Given data:
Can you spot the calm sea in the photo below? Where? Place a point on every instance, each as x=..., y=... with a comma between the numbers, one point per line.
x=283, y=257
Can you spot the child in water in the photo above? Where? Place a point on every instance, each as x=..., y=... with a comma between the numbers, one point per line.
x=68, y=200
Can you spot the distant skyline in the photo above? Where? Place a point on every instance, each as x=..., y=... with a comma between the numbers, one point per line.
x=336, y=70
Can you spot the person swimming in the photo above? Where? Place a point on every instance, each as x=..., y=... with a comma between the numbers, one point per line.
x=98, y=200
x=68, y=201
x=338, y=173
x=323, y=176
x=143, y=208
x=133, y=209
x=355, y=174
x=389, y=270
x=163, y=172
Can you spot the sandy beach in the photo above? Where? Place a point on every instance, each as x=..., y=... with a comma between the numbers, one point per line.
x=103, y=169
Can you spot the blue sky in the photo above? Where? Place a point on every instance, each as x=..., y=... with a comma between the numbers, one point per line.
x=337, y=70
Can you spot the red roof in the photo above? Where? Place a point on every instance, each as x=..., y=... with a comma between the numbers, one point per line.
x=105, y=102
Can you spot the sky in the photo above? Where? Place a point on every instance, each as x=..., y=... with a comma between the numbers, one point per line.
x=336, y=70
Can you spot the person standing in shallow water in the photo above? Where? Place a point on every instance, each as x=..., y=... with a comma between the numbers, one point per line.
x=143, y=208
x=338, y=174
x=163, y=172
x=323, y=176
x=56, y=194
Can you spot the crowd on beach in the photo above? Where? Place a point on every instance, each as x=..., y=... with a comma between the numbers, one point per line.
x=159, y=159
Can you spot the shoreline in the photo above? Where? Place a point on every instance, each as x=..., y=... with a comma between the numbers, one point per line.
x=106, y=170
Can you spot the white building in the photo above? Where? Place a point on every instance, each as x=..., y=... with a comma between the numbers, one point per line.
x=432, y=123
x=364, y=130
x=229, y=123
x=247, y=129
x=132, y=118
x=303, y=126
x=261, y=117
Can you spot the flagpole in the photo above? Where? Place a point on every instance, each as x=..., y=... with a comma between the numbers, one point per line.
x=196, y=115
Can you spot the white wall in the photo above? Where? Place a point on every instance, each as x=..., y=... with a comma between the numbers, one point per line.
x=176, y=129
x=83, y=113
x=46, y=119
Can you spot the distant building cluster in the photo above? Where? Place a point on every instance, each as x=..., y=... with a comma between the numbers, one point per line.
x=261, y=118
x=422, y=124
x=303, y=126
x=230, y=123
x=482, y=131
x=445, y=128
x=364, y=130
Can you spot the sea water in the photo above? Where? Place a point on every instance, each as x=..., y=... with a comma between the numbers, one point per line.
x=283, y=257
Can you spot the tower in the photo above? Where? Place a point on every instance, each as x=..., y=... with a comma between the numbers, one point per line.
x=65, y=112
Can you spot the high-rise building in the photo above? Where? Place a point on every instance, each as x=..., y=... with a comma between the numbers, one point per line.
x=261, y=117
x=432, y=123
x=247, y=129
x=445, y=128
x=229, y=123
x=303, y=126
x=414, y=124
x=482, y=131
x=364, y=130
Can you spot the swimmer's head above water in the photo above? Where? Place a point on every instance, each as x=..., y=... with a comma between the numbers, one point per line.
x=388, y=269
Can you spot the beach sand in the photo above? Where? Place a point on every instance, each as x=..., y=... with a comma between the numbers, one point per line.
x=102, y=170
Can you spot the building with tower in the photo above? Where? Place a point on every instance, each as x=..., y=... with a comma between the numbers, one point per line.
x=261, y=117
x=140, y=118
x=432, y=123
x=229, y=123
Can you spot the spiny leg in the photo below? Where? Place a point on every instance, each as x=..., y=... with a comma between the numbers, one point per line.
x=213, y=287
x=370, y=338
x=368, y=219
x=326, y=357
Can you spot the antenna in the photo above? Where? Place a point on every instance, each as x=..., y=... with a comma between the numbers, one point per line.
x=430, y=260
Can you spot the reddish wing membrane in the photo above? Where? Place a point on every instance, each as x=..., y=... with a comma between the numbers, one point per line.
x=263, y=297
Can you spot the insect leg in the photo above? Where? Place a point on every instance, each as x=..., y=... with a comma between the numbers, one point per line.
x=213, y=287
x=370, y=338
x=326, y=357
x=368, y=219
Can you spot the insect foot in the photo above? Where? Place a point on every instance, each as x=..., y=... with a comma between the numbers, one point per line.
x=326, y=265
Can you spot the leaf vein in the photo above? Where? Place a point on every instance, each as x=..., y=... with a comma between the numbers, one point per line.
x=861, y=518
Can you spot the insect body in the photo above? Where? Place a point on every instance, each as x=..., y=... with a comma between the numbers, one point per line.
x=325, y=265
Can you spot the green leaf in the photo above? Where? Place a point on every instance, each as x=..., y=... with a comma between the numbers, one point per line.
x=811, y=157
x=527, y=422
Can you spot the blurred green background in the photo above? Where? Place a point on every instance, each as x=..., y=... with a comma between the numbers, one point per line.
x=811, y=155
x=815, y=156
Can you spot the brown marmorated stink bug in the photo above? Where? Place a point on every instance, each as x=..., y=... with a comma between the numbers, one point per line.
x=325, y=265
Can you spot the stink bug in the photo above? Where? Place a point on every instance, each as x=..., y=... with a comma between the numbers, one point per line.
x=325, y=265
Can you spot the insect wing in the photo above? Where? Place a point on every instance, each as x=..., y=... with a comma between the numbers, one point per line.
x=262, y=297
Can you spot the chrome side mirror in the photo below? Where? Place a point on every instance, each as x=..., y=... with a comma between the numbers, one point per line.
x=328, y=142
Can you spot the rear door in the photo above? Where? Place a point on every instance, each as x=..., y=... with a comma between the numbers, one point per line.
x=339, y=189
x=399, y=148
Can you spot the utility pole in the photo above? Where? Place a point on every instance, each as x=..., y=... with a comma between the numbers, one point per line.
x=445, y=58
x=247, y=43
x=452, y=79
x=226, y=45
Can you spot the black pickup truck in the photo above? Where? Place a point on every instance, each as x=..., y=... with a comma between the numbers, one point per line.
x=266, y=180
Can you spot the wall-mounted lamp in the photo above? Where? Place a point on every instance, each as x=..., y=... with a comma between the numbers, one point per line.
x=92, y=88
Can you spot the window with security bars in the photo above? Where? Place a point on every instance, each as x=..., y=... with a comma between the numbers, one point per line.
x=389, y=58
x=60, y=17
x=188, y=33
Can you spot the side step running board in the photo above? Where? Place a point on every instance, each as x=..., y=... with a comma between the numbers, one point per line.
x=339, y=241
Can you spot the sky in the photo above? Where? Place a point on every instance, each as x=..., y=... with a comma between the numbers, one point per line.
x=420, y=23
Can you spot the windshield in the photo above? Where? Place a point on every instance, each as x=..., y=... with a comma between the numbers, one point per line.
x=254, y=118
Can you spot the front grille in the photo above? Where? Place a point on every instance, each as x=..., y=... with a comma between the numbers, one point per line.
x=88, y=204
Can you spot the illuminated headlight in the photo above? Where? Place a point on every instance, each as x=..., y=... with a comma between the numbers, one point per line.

Directions: Nothing but the lines from the one with "Can you spot the side" through the last line of the entries should be repeated, and those exactly.

Completed exercise:
Can you spot the side step running board in the photo above? Where? Place a point on every instance, each as x=..., y=... with a comma between the numbers, one point per line.
x=339, y=241
Can you spot the sky in the photo above? Where? Place a point on every instance, each as x=..., y=... with a comma between the numbers, one point per line.
x=420, y=23
Can you spot the windshield in the photo above? Where? Place a point on every instance, each as x=..., y=... with a comma between the numbers, one point per line.
x=254, y=118
Can you spot the front grille in the photo above? Where? Place a point on every instance, each as x=..., y=... with a comma between the numbers, one point per line.
x=88, y=204
Can you spot the illuminated headlight in the photo above? Where? Place a point on every instance, each as x=..., y=... with a comma between the numbers, one point per line.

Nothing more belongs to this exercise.